Extracted information
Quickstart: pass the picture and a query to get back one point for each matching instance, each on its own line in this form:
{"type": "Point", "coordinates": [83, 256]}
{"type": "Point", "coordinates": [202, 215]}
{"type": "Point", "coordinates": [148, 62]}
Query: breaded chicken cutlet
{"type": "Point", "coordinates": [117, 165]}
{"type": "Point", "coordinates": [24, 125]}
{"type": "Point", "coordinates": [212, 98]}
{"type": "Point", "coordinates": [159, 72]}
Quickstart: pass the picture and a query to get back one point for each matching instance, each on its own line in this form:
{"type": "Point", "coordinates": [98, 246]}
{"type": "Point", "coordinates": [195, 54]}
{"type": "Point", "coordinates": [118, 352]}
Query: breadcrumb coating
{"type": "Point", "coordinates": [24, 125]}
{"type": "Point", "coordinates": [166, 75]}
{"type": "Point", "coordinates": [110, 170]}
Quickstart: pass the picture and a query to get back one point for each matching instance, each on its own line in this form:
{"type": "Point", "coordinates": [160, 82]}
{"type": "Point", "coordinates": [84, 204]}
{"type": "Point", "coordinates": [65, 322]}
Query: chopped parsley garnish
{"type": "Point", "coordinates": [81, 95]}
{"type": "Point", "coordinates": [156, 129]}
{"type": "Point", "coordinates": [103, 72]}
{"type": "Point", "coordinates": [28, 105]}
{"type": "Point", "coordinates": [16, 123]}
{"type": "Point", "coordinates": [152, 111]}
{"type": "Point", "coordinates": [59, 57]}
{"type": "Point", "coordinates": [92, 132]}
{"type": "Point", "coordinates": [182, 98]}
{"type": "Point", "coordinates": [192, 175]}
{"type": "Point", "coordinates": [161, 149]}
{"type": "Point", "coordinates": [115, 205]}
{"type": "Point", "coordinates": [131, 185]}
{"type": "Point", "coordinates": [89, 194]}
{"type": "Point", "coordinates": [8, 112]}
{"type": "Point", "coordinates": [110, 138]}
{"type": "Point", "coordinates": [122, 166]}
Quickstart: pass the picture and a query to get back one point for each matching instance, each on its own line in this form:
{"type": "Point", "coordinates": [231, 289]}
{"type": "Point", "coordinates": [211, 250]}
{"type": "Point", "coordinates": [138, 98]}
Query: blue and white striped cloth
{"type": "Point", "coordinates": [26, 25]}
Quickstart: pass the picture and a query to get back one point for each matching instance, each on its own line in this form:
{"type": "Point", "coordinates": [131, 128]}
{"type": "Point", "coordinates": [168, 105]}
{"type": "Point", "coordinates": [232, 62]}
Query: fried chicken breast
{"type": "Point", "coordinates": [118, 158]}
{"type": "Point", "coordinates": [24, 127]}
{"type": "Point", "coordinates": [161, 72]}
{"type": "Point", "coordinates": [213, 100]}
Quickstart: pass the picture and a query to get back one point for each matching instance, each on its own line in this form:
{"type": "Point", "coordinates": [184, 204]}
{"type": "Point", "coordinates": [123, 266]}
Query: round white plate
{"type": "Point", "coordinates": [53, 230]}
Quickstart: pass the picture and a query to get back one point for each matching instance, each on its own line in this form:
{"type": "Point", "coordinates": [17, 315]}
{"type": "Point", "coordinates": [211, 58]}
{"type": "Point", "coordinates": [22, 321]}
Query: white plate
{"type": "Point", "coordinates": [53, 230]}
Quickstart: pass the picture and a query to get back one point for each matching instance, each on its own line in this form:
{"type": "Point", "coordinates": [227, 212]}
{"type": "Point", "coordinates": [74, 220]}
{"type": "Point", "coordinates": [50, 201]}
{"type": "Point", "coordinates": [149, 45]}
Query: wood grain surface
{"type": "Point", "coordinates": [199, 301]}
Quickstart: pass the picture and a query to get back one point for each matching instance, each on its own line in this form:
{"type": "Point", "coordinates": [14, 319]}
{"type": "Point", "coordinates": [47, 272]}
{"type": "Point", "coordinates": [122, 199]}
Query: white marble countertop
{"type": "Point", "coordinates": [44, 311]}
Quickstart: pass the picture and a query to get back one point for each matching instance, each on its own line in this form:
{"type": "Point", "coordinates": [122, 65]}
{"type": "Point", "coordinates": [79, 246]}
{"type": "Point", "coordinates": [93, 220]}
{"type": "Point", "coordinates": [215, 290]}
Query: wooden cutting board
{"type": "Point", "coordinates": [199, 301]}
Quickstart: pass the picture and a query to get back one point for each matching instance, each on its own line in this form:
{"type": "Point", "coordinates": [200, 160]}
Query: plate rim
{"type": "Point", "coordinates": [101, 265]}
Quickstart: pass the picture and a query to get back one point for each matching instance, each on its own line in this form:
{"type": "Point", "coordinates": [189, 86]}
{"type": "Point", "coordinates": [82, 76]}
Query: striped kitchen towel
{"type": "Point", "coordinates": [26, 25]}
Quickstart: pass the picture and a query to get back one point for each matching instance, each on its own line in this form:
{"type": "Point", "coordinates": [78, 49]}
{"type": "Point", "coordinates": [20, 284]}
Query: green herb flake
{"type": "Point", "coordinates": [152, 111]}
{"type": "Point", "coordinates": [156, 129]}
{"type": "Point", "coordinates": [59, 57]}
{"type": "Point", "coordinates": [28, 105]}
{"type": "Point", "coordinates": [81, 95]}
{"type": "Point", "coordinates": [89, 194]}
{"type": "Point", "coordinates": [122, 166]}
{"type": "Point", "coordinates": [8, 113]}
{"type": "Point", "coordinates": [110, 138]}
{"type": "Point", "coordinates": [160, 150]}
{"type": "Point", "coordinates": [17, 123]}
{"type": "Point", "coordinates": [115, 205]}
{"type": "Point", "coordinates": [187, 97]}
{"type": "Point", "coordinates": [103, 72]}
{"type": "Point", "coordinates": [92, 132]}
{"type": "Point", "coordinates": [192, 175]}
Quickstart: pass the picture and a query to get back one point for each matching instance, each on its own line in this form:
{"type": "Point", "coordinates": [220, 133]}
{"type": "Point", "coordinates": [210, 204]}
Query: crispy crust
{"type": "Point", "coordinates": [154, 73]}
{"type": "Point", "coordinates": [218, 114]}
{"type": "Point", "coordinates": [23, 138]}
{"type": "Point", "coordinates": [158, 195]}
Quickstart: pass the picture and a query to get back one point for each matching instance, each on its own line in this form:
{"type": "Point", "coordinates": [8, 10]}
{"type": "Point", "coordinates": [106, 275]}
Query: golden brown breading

Work item
The answer must be the lines from the one containing "Query: crispy crust" through the last line of the records, written out exactly; please include nothing more.

Result of the task
Query: crispy crust
{"type": "Point", "coordinates": [154, 73]}
{"type": "Point", "coordinates": [218, 114]}
{"type": "Point", "coordinates": [23, 138]}
{"type": "Point", "coordinates": [158, 195]}
Quickstart: pass the picture and a query to get back one point for each matching instance, each on its own line in this form:
{"type": "Point", "coordinates": [8, 10]}
{"type": "Point", "coordinates": [106, 275]}
Query: golden brown breading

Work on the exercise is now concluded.